Extracted text:
================

Much has been made of essential employees as the economy shut down in an effort to “flatten the curve” of the COVID-19 pandemic. The focus has been on the bravery of health-care workers in hospitals and nursing homes. One group that has gone ignored are guards and other employees that help run jails or prisons.

Like a nursing home, a jail or prison crams a lot of people into a small, confined spaces. “The social distancing is next to impossible when you’re on top of each other,” said Kevin Gay, who runs the nonprofit Operation New Hope in Florida, which helps prisoners reacclimate to society upon release. “You’ve got a formula for disaster.”

By design, jails and prisons are isolated from society. That means the only way for COVID-19 to enter lock-ups is for it to be brought in by a someone from the outside. The Florida Department of Corrections (FDOC) acted in mid-March 2020 to prevent its entry by suspending visits and volunteers from entering its prisons and by halting transfers or reception of prisoners from jails. Yet it failed to take other steps to prevent the spread of coronavirus. As of June 12, 2020, the FDOC website reported 1,608 prisoners who were positive for the virus; 50 were in medical isolation; 3,679 were in medical quarantine and 956 were in security quarantine; there were 237 staff who tested positive. In addition, FDOT reported 18 COVID-19 related prisoner deaths.

Staff who tested positive were sent home to self-quarantine for at least 14 days. Testing of all guards and employees, however, was not mandatory as the pandemic raged.

“We are randomly sampling staff and in,dates from different pods based on the number of specimen containers available,” said Debbie Stilphen, spokeswoman for Florida’s Santa Rosa County Health Department, about testing at that Santa Rosa Correctional Institution. “The reason we are doing the sampling is to find out who might need to be tested in the process of our investigation.”

================

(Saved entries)
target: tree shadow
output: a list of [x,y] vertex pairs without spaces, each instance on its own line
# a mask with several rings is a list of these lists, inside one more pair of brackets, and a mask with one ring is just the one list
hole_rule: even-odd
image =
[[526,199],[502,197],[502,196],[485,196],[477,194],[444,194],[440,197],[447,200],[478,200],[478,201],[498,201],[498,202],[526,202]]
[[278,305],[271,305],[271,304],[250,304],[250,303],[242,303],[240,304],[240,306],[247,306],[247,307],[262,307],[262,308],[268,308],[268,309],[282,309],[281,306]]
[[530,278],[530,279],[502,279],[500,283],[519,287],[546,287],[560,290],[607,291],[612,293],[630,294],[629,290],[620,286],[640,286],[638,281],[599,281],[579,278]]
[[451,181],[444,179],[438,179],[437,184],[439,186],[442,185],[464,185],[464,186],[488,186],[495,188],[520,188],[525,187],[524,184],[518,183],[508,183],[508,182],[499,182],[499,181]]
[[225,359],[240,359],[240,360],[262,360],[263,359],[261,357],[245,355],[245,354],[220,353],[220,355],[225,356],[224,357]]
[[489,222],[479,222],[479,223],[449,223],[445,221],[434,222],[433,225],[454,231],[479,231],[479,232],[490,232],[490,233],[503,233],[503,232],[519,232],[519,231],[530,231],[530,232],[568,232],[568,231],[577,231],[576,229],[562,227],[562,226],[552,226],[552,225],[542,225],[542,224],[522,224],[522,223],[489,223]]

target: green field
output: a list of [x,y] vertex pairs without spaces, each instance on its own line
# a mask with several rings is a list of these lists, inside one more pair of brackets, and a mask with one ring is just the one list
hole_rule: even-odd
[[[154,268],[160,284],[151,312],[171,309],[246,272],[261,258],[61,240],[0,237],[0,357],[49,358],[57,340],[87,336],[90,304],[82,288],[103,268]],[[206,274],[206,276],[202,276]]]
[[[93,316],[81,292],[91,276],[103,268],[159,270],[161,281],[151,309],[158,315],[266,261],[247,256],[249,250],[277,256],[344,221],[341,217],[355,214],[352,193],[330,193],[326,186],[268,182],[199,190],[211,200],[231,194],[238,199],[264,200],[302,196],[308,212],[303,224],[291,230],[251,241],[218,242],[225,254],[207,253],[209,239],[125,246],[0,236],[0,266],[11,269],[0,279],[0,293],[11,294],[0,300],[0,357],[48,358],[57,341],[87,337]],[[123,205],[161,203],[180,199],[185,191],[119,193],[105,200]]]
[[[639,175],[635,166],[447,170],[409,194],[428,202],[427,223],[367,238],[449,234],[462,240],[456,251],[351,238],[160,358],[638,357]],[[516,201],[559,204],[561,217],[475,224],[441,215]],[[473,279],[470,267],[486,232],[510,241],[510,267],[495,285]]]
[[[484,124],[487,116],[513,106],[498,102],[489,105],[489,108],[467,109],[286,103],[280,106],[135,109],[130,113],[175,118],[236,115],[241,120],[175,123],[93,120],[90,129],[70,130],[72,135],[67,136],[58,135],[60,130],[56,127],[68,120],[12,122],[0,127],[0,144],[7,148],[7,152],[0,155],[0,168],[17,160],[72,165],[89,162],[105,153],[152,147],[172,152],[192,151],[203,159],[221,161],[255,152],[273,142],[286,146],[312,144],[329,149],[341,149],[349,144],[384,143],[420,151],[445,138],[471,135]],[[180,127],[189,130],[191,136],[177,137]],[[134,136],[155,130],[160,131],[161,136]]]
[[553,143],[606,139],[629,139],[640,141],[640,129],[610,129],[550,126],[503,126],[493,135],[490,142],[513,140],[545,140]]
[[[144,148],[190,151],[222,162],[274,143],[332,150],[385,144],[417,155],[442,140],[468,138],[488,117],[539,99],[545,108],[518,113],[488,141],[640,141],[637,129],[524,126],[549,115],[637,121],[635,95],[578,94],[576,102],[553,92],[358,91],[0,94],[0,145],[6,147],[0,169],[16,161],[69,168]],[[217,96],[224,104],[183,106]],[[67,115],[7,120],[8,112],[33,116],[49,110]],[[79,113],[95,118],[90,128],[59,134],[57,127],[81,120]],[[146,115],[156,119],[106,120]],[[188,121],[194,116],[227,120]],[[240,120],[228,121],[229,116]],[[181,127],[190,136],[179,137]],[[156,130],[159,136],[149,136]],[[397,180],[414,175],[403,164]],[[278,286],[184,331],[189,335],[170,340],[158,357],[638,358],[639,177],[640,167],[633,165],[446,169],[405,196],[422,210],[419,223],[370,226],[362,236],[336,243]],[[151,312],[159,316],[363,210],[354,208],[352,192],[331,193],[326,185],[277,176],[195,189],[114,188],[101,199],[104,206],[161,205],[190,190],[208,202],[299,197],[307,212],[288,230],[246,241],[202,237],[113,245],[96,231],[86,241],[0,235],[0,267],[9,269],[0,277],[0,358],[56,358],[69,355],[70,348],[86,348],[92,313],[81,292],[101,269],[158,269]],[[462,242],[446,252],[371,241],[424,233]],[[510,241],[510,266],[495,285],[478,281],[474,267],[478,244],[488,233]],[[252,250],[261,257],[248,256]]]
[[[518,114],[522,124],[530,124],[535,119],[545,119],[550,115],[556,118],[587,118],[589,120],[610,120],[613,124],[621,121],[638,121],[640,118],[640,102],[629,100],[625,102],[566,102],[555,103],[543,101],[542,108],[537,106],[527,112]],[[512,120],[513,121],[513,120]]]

================

Work order 1: Put this sentence from the text on COVID-19 in Florida prisons into Spanish: "By design, jails and prisons are isolated from society."
Work order 2: Extend the text about COVID-19 in Florida prisons, picking up right after its final sentence.
You won't need the data above for these tasks.

Response box 1: Por su propio diseño, las cárceles y las prisiones están aisladas de la sociedad.

Response box 2:
Prison staff were encouraged to self-report. FDOC posted a sign outside its prisons that listed COVID-19 symptoms. It advised staff to not enter the prison if they had any of those symptoms. Yet guards could be a COVID-19 carrier and never know it.

“All it takes is one or two officers coming in that asymptomatic and it’s like fire,” said Gay.

The World Health Organization reports as many as 40 percent of positive COVID-19 cases transmitting the virus are asymptomatic.

With an aging prison population and many prisoners already suffering from poor health or preexisting medical conditions, being in a prison or jail during a pandemic is a scary proposition for prisoners and guards. Guards, after all, have to return home to their families each day, creating a risk of infecting them. For prisoners, there was a constant fear of being infected because social distancing impossible in an open bay dorm and difficult even in dorms with two-man cells.”

“Everybody is on edge,” said Florida prisoner David Denney. “We don’t want to get sick because this is not the place to get sick.”